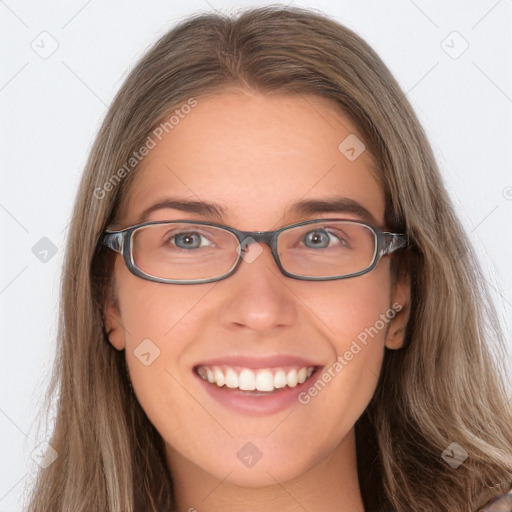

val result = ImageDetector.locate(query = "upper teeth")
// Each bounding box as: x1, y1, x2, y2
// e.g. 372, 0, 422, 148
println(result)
197, 366, 315, 391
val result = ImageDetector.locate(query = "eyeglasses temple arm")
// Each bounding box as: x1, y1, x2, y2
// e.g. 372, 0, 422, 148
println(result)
380, 233, 409, 256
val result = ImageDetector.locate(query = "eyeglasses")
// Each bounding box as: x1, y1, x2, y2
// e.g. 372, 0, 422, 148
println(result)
102, 219, 407, 284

::::::::

Task details -
How many lines in the entries above contain the string "locate"? Reply with the number only.

Response -
3